▶ _STATED EXERCISE_:
Which lines in the records contain the word "cardboard"? Pick out each one and copy it in full.

— start —

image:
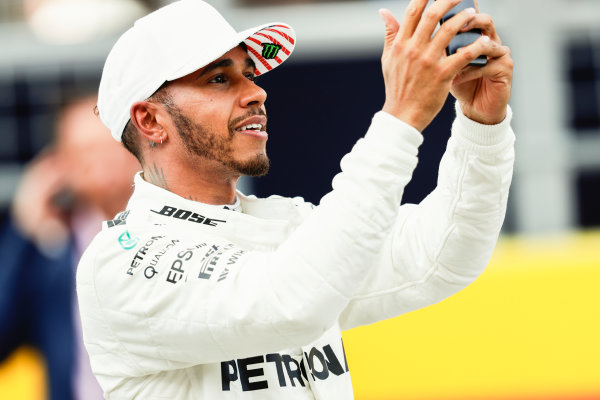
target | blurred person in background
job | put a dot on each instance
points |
(65, 192)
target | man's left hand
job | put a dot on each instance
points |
(483, 92)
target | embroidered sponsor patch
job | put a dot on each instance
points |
(270, 50)
(126, 241)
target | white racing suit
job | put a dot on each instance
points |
(183, 300)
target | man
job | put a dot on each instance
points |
(197, 291)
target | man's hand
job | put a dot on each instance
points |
(483, 92)
(418, 76)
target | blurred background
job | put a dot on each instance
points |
(527, 329)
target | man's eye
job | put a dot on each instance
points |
(218, 79)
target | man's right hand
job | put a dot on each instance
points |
(417, 74)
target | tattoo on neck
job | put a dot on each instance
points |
(157, 177)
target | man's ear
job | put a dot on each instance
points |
(147, 118)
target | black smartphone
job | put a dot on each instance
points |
(463, 39)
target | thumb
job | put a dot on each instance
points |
(391, 26)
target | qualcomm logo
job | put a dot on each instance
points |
(126, 241)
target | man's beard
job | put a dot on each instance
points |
(206, 144)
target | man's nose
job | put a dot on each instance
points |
(252, 95)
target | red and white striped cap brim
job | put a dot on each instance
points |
(269, 45)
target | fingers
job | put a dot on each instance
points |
(431, 17)
(501, 59)
(391, 26)
(412, 16)
(450, 28)
(483, 46)
(486, 24)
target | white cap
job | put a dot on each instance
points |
(172, 42)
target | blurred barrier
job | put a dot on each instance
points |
(528, 328)
(22, 376)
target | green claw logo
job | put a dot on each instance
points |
(270, 50)
(126, 241)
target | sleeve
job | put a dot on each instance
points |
(441, 245)
(253, 302)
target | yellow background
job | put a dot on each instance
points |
(529, 327)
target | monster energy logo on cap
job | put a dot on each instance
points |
(270, 50)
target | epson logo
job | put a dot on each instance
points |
(186, 215)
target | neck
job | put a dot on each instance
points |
(206, 183)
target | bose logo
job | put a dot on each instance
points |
(186, 215)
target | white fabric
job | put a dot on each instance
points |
(170, 43)
(183, 300)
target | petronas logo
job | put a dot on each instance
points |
(270, 50)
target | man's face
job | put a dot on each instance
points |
(219, 114)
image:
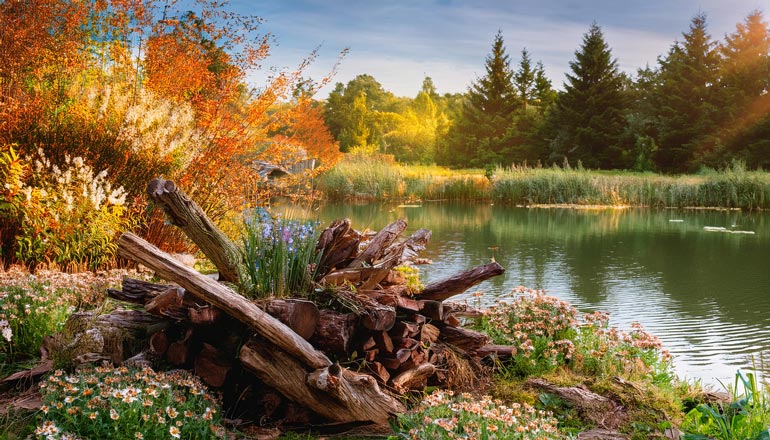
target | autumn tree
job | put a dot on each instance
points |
(589, 115)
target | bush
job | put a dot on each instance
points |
(541, 327)
(118, 403)
(70, 216)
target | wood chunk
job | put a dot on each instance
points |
(468, 340)
(429, 334)
(379, 371)
(300, 315)
(499, 351)
(369, 344)
(203, 315)
(188, 216)
(379, 317)
(161, 304)
(137, 249)
(159, 343)
(340, 395)
(384, 342)
(413, 379)
(434, 310)
(377, 245)
(211, 365)
(334, 331)
(459, 283)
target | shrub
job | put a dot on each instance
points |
(70, 216)
(278, 255)
(442, 415)
(122, 403)
(747, 417)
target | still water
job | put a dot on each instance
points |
(705, 293)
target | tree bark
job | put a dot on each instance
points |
(135, 248)
(188, 216)
(443, 289)
(334, 393)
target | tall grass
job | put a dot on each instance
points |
(381, 179)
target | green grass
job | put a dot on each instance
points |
(380, 179)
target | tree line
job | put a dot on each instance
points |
(704, 104)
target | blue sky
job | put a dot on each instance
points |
(399, 42)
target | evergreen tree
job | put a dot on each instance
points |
(589, 114)
(478, 136)
(745, 83)
(524, 79)
(686, 101)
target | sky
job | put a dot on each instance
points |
(399, 42)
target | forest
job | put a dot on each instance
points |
(704, 104)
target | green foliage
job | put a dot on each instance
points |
(279, 255)
(685, 101)
(442, 415)
(588, 119)
(603, 351)
(28, 314)
(70, 216)
(541, 327)
(121, 403)
(747, 417)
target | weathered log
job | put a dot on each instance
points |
(446, 288)
(188, 216)
(332, 392)
(378, 317)
(334, 332)
(135, 248)
(338, 244)
(599, 409)
(414, 378)
(379, 243)
(469, 341)
(429, 334)
(114, 337)
(300, 315)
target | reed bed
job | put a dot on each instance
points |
(382, 179)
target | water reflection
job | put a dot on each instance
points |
(705, 294)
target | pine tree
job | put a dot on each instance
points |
(478, 136)
(745, 83)
(589, 114)
(686, 101)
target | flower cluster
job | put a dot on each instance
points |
(540, 326)
(35, 305)
(70, 215)
(442, 415)
(279, 254)
(118, 403)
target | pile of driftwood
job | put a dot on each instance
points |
(346, 361)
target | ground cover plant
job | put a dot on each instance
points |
(122, 403)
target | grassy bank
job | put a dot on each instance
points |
(378, 179)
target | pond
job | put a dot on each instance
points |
(698, 279)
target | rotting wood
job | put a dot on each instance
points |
(135, 248)
(332, 392)
(459, 283)
(378, 244)
(184, 213)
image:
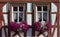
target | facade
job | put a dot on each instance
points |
(32, 11)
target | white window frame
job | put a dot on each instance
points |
(18, 12)
(42, 11)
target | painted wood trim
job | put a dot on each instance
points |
(53, 12)
(29, 13)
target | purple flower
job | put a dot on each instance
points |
(25, 25)
(37, 26)
(48, 25)
(13, 26)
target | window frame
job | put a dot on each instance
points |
(42, 11)
(18, 12)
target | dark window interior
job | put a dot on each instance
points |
(21, 8)
(39, 8)
(15, 8)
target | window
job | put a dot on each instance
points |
(18, 14)
(42, 13)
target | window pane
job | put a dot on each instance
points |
(20, 17)
(15, 8)
(39, 8)
(21, 8)
(44, 8)
(45, 16)
(40, 16)
(15, 17)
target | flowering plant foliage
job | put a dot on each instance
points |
(46, 27)
(25, 26)
(13, 26)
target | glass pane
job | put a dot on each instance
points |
(45, 16)
(15, 8)
(21, 8)
(15, 17)
(40, 17)
(44, 8)
(20, 17)
(39, 8)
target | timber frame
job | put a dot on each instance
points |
(56, 23)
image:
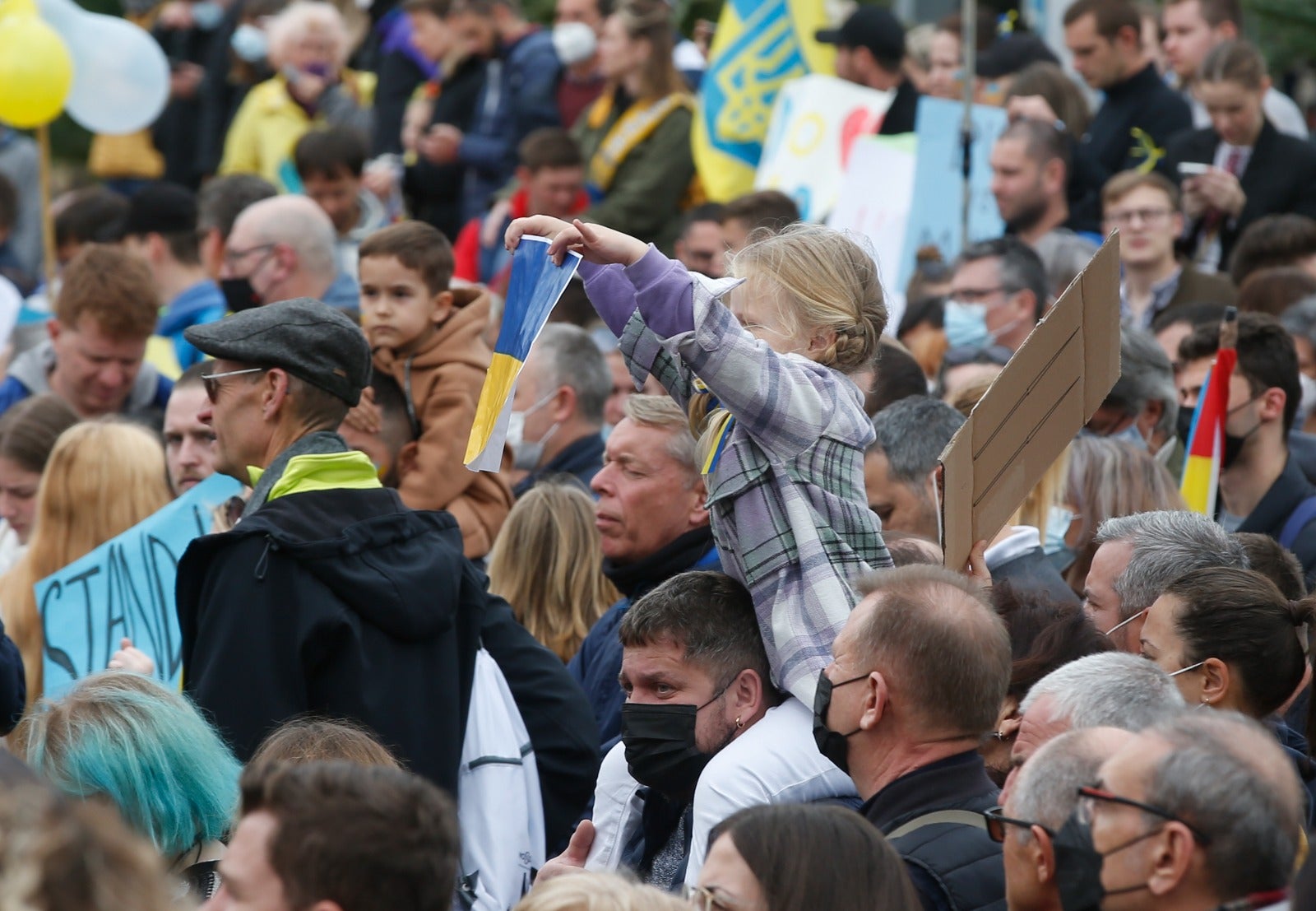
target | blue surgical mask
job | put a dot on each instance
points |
(249, 44)
(966, 324)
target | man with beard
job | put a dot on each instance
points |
(1031, 165)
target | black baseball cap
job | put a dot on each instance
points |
(869, 26)
(311, 340)
(1011, 54)
(160, 208)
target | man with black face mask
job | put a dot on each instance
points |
(282, 248)
(916, 681)
(1261, 487)
(1194, 814)
(697, 684)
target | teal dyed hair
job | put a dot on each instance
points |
(142, 746)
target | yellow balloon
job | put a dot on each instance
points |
(36, 70)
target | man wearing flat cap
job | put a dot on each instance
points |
(329, 597)
(870, 52)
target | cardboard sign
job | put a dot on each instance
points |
(877, 195)
(1046, 393)
(940, 178)
(815, 124)
(125, 588)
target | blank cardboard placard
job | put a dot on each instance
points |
(1046, 393)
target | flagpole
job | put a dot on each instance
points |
(969, 53)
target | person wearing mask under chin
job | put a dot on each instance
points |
(1261, 487)
(998, 294)
(308, 46)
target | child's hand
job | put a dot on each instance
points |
(365, 416)
(595, 243)
(132, 660)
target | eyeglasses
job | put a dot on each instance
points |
(710, 898)
(1090, 796)
(998, 820)
(1145, 216)
(977, 295)
(234, 256)
(212, 381)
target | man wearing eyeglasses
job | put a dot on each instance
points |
(283, 248)
(1193, 814)
(1145, 210)
(1036, 809)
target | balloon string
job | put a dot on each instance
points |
(48, 219)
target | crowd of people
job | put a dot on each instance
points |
(694, 644)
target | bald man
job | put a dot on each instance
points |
(283, 248)
(1043, 798)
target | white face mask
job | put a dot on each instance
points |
(526, 454)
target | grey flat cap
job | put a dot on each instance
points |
(311, 340)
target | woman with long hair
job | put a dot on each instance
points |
(546, 564)
(636, 137)
(103, 478)
(782, 858)
(144, 748)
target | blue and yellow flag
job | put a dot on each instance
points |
(535, 287)
(758, 46)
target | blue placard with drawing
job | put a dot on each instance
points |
(938, 180)
(125, 588)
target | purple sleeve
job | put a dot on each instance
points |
(609, 292)
(664, 292)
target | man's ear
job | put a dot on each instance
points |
(875, 698)
(1043, 855)
(1215, 680)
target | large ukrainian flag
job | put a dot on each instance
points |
(758, 46)
(535, 287)
(1207, 437)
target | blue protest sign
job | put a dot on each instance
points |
(938, 180)
(125, 588)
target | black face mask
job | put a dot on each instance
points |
(240, 295)
(1234, 445)
(832, 744)
(661, 750)
(1078, 867)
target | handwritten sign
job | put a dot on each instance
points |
(940, 178)
(125, 588)
(875, 200)
(815, 123)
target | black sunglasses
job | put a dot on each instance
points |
(998, 820)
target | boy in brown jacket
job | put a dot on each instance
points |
(429, 338)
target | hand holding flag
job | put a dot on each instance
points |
(536, 285)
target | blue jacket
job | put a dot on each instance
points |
(520, 95)
(197, 305)
(598, 662)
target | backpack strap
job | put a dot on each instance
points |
(938, 818)
(1298, 520)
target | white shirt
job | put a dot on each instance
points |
(774, 761)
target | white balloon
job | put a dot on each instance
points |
(120, 74)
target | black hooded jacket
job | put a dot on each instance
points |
(346, 603)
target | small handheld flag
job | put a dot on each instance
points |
(535, 287)
(1207, 437)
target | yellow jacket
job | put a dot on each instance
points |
(270, 123)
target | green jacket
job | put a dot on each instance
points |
(651, 184)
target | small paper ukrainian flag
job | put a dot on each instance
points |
(535, 287)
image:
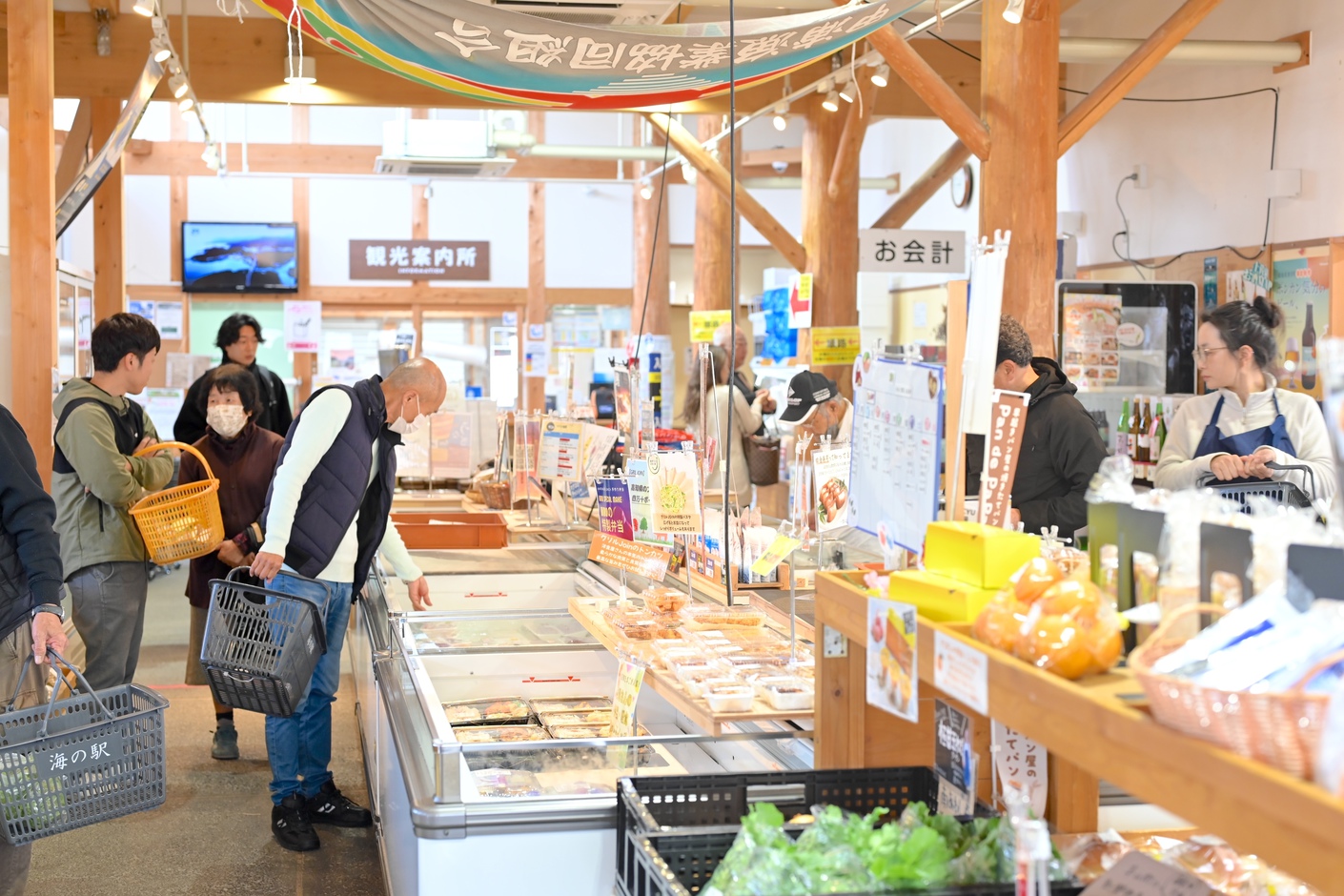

— end —

▶ _ANSWER FOR THE TASK_:
target | cardboard sign
target | blank cardboard placard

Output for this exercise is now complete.